• 課題: 以下の記録から、語「white」を含む行をすべて集めて書き写す。大文字と小文字は区別する。

------ 資料

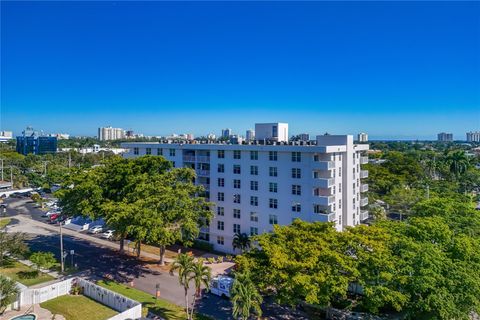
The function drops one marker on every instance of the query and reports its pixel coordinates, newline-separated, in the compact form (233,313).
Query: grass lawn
(4,222)
(14,269)
(78,308)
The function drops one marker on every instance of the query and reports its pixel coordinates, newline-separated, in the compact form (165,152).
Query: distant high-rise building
(271,131)
(362,137)
(250,135)
(35,142)
(226,133)
(109,133)
(304,137)
(473,136)
(445,137)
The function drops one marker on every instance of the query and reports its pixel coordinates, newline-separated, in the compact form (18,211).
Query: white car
(108,234)
(95,229)
(221,286)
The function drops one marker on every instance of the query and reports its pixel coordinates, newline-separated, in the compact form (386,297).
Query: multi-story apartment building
(255,186)
(109,133)
(445,137)
(473,136)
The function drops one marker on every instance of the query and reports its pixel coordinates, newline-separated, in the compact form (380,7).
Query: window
(296,189)
(296,173)
(236,213)
(272,155)
(296,157)
(273,187)
(273,203)
(236,169)
(236,228)
(272,171)
(272,219)
(296,207)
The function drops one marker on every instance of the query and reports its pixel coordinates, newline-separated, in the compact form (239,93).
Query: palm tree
(184,265)
(200,274)
(241,241)
(245,297)
(8,292)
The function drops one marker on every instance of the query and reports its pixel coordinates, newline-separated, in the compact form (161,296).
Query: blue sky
(394,70)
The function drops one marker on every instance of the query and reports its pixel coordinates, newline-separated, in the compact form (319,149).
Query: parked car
(95,229)
(108,234)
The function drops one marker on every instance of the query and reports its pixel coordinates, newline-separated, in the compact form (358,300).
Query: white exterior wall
(335,153)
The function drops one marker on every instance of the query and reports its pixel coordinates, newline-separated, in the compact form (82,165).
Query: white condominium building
(255,185)
(109,133)
(473,136)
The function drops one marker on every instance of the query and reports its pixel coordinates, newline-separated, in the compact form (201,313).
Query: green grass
(4,222)
(78,308)
(14,269)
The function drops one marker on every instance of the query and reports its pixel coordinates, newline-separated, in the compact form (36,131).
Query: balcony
(324,200)
(363,202)
(323,165)
(363,215)
(323,182)
(325,217)
(202,173)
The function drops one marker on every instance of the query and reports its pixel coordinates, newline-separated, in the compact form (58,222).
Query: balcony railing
(324,165)
(325,217)
(363,174)
(323,182)
(363,202)
(363,215)
(324,200)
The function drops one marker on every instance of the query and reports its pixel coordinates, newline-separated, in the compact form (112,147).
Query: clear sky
(404,70)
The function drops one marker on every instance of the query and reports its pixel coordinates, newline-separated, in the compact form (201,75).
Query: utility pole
(61,249)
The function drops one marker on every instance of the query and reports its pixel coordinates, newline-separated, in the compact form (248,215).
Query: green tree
(241,241)
(245,297)
(43,260)
(183,264)
(200,274)
(8,292)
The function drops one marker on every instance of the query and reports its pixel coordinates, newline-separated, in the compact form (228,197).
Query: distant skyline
(396,70)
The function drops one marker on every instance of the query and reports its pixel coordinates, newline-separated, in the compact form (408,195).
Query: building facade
(473,136)
(34,142)
(255,186)
(445,137)
(109,133)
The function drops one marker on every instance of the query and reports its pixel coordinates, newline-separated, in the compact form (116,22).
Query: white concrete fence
(128,308)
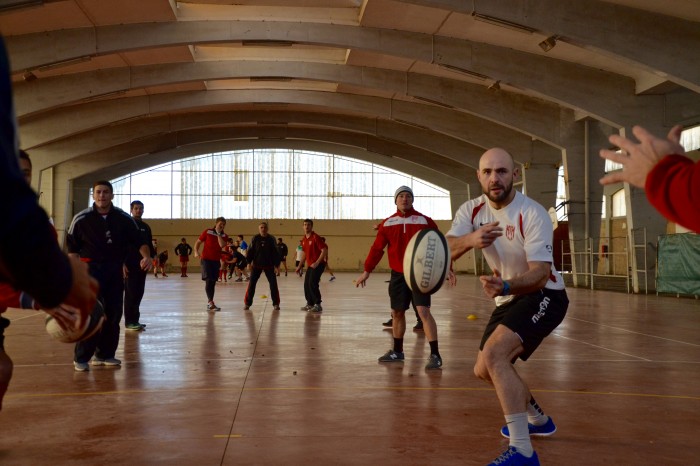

------------

• 回答:
Query: white car
Query: white exterior wall
Query: white condominium building
Query: white concrete fence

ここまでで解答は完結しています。